▶ **What to produce**:
Among the records below, which lines contain the string "syringe"? Report them.

+++ Data for this task

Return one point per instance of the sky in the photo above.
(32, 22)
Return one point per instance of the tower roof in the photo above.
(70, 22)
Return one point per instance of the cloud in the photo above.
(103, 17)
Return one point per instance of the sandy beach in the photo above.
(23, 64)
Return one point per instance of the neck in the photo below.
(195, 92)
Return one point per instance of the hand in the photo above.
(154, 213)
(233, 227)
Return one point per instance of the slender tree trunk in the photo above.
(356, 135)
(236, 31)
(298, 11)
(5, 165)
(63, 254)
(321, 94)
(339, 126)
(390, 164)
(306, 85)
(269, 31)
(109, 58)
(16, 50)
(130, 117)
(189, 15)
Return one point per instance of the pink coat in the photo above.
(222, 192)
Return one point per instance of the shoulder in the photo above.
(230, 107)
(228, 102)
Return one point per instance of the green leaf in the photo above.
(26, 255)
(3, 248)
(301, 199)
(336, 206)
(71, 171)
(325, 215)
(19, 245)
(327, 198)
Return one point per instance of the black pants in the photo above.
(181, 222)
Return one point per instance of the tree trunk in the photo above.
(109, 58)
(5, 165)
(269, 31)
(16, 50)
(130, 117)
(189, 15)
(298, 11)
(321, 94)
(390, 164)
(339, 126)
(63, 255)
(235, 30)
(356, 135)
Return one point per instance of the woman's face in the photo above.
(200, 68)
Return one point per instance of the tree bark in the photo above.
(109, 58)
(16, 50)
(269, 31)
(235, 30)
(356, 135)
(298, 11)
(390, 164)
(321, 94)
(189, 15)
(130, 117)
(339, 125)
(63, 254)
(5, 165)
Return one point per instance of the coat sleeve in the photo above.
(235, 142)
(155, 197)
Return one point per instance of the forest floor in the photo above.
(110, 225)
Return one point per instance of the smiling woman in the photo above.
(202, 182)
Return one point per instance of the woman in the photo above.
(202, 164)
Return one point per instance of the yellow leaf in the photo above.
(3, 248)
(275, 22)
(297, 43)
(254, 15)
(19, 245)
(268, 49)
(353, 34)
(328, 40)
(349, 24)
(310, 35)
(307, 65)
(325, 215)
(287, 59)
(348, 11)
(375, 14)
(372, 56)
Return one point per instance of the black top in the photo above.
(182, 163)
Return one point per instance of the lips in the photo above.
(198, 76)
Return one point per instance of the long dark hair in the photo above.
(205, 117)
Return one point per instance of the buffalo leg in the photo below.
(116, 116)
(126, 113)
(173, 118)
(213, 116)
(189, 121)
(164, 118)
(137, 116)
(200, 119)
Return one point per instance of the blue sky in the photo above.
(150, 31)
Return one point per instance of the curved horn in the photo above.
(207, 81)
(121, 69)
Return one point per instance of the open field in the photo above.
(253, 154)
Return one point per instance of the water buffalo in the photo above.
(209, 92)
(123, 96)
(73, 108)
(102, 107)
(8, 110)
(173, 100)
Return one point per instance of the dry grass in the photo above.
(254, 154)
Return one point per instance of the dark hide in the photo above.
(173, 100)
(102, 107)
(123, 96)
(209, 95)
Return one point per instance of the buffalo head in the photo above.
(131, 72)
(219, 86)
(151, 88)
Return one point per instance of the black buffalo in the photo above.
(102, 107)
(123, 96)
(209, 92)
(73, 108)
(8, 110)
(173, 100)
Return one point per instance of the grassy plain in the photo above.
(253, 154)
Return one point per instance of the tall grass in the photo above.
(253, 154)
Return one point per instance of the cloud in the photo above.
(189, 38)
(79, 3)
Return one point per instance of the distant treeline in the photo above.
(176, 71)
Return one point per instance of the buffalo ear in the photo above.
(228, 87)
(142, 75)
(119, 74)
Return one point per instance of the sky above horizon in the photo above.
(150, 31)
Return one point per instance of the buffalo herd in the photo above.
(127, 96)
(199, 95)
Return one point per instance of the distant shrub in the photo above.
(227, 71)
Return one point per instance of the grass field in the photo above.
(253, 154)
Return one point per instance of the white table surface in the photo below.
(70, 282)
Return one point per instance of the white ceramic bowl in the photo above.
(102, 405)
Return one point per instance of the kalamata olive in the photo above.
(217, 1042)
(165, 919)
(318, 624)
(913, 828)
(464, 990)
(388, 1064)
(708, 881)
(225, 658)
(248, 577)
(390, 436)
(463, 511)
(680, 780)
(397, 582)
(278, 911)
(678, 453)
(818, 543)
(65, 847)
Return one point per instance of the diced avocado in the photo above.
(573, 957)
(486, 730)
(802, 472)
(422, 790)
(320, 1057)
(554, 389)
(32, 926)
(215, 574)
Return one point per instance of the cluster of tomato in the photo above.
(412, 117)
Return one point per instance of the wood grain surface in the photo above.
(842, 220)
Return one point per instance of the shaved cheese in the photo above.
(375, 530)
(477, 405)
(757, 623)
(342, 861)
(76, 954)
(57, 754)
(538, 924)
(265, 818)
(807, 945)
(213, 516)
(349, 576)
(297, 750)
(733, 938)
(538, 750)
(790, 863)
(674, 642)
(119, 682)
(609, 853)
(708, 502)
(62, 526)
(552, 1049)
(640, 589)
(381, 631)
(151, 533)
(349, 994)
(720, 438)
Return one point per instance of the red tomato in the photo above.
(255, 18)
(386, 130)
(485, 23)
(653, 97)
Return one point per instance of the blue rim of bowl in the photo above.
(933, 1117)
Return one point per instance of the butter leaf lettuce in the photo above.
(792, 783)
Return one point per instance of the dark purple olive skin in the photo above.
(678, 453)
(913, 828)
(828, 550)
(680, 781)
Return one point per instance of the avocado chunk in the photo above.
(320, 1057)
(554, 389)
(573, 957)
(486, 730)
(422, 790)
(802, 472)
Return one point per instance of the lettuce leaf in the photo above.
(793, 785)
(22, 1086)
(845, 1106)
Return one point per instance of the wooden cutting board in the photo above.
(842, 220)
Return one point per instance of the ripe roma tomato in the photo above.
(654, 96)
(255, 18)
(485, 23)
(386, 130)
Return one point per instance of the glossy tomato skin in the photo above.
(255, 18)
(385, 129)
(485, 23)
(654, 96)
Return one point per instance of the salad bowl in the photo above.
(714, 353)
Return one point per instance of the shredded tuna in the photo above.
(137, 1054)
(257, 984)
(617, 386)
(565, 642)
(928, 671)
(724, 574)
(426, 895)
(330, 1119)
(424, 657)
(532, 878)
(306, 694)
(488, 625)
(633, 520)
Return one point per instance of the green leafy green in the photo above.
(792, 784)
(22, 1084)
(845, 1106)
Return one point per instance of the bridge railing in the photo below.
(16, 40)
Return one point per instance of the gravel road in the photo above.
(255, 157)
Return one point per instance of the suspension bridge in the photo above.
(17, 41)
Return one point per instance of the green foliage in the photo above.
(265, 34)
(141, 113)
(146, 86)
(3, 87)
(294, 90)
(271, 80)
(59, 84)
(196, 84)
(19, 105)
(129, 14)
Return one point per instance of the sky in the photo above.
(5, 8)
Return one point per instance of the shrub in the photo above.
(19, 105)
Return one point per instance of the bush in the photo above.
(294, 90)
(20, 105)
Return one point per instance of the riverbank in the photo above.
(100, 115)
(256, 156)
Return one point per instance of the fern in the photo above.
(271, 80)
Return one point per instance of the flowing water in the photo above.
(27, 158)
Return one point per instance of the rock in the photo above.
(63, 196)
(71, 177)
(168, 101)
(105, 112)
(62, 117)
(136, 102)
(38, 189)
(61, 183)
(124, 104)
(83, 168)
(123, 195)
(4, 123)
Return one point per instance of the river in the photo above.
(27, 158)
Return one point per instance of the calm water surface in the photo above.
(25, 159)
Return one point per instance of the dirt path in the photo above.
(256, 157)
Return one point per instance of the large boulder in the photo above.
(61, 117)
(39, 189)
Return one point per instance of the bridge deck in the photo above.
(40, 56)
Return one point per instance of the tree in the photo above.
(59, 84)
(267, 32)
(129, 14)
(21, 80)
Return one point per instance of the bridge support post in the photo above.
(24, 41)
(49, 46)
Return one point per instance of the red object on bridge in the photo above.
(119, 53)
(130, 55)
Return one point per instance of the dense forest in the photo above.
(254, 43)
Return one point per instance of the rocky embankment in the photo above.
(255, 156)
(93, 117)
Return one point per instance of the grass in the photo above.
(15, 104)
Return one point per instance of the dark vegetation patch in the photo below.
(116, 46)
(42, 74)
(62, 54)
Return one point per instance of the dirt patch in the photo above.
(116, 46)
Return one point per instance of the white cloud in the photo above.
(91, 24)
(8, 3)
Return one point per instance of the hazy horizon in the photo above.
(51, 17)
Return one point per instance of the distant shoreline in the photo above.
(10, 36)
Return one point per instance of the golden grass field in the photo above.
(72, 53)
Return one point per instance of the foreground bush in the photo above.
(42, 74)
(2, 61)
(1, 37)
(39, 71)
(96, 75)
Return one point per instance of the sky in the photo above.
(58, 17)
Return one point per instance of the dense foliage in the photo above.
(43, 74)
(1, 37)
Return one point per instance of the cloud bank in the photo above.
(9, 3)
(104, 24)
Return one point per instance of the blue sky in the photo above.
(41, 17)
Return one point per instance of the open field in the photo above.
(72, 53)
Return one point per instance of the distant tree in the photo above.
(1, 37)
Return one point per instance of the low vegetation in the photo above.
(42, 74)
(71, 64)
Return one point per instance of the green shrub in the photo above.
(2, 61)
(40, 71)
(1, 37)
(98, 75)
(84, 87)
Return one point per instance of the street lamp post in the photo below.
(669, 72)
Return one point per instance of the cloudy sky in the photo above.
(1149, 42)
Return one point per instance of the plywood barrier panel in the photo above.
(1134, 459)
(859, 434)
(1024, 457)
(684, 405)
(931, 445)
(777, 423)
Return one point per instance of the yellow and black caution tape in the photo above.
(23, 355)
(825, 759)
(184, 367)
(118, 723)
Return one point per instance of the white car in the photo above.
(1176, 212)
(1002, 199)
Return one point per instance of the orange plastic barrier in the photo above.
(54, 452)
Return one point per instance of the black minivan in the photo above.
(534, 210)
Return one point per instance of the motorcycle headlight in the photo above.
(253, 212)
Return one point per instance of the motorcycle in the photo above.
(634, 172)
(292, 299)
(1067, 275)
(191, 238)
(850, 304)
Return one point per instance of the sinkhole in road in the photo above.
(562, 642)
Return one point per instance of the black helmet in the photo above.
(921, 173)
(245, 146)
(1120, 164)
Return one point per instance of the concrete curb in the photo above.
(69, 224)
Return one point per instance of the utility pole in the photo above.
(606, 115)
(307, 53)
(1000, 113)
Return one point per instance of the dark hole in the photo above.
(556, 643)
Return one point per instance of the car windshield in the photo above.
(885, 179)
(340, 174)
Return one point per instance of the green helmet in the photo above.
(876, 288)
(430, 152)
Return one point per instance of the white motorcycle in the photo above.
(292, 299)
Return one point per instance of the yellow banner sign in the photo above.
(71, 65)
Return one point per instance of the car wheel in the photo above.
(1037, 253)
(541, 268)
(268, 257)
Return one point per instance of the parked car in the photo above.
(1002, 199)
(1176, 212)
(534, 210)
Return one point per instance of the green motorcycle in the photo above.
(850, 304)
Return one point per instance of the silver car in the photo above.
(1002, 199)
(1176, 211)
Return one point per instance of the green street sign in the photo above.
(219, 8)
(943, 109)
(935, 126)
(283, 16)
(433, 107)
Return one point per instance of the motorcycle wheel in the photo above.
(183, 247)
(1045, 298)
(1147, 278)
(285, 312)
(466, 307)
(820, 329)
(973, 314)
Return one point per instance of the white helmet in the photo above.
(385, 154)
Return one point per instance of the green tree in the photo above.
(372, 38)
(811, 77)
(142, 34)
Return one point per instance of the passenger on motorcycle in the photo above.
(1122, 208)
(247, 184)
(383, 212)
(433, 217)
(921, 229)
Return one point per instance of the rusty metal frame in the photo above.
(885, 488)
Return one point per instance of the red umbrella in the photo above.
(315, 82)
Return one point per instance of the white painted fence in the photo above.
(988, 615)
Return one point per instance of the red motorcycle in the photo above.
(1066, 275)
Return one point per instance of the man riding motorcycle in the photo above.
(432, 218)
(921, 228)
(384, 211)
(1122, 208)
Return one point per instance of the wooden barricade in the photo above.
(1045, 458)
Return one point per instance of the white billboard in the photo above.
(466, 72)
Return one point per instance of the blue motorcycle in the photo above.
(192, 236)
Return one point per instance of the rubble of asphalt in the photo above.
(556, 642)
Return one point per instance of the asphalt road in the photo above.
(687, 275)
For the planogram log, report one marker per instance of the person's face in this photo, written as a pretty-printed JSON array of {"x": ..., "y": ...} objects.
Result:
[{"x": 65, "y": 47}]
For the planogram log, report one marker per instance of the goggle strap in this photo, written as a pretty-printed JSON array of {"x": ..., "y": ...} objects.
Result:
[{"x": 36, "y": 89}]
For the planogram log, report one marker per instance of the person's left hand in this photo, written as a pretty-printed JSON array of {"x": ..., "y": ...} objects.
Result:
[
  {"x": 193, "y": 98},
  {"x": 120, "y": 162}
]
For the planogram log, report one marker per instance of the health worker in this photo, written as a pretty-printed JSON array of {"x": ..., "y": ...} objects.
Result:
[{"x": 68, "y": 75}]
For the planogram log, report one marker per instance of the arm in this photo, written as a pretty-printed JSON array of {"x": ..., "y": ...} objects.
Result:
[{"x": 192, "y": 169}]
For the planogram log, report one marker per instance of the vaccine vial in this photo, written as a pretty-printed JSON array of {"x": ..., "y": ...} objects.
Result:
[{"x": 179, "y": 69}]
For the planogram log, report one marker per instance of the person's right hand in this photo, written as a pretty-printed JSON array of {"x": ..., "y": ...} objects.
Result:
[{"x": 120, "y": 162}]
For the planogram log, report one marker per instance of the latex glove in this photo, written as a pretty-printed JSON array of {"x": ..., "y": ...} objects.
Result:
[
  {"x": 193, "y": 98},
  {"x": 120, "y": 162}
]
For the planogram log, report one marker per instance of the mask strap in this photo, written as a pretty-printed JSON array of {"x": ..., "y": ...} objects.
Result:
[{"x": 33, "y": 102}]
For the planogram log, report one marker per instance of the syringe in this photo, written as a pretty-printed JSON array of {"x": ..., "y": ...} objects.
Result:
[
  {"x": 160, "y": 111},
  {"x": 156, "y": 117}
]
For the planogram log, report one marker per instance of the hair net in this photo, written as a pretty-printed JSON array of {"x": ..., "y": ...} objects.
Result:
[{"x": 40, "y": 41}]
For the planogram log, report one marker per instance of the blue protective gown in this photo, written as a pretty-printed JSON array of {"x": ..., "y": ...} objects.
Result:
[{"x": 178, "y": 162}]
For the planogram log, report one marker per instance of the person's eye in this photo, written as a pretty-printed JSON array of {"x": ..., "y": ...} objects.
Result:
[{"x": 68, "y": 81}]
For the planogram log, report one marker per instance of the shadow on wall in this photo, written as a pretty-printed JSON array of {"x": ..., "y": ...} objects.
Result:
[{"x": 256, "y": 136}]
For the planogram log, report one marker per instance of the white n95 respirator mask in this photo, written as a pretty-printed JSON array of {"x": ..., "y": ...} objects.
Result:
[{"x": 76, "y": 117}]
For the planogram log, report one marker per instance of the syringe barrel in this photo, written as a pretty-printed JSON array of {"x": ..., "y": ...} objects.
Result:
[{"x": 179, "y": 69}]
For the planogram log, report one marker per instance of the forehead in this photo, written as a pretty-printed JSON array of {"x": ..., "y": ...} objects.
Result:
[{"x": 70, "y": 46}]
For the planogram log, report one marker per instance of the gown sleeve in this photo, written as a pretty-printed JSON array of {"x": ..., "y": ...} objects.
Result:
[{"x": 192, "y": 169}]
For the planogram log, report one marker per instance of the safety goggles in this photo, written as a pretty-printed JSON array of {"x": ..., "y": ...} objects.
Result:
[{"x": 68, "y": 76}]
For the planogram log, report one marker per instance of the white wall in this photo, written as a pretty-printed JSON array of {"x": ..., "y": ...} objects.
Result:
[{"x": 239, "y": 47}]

++++++

▶ **Exercise response**:
For the planogram log, report one marker per instance of the syringe in this photo, written as a pretty-printed JSON array of {"x": ..., "y": ...} objects.
For the planogram log, report one marker per instance of the syringe barrel in this photo, written as a pretty-printed JSON array of {"x": ..., "y": ...} objects.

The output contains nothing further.